[start SUPPLIED DATA]

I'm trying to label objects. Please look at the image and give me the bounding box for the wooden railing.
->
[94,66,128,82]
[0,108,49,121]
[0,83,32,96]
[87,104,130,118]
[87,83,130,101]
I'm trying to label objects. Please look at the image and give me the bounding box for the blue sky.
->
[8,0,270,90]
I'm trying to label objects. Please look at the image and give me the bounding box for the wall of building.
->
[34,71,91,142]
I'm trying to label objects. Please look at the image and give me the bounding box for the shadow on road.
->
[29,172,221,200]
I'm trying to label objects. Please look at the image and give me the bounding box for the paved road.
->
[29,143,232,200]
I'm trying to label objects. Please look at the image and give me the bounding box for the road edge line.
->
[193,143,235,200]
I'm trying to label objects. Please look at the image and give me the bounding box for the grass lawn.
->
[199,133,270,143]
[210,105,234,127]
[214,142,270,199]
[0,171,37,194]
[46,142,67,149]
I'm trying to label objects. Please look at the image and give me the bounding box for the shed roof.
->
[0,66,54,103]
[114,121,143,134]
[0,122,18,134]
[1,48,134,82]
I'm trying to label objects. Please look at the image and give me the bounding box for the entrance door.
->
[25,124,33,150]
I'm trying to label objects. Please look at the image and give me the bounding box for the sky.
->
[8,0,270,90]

[end SUPPLIED DATA]

DO THIS:
Return all of the material above, line by line, with every character unchanged.

EXERCISE RESULT:
I'm trying to label objects. Please look at the image and give me the bounding box for the wooden railing.
->
[94,66,128,82]
[0,108,49,121]
[0,83,32,96]
[87,104,130,118]
[87,83,130,101]
I'm trying to label objects. Please look at the image and give me the bounding box for the blue sky.
->
[8,0,270,90]
I'm trying to label objects. Please look at the image and give me the bounding box for the wall of building.
->
[34,71,91,142]
I'm trying to label objects. Please look at the image and give me the bounding box for the shadow on road.
->
[29,172,221,200]
I'm trying to label objects. Please look at the image and give me the bounding box for the paved road.
->
[29,143,232,200]
I'm trying to label objects. Please look at the image and give me the bounding box for the road edge line.
->
[193,143,235,200]
I'm trying to label objects. Please look at the image and give me the bounding box for the grass lawn.
->
[199,133,270,143]
[210,105,234,127]
[214,142,270,199]
[0,171,37,194]
[46,142,67,149]
I'm trying to label objects. Please look at the image and give me the bounding box for the shed roof.
->
[0,66,54,103]
[114,121,143,134]
[0,122,18,134]
[1,48,134,82]
I'm trying to label objects. Please look at the image and give me the bounding box for the entrance door.
->
[25,124,33,150]
I'm trying to label objects. Please look at the image and give me the bounding box for the sky.
->
[8,0,270,90]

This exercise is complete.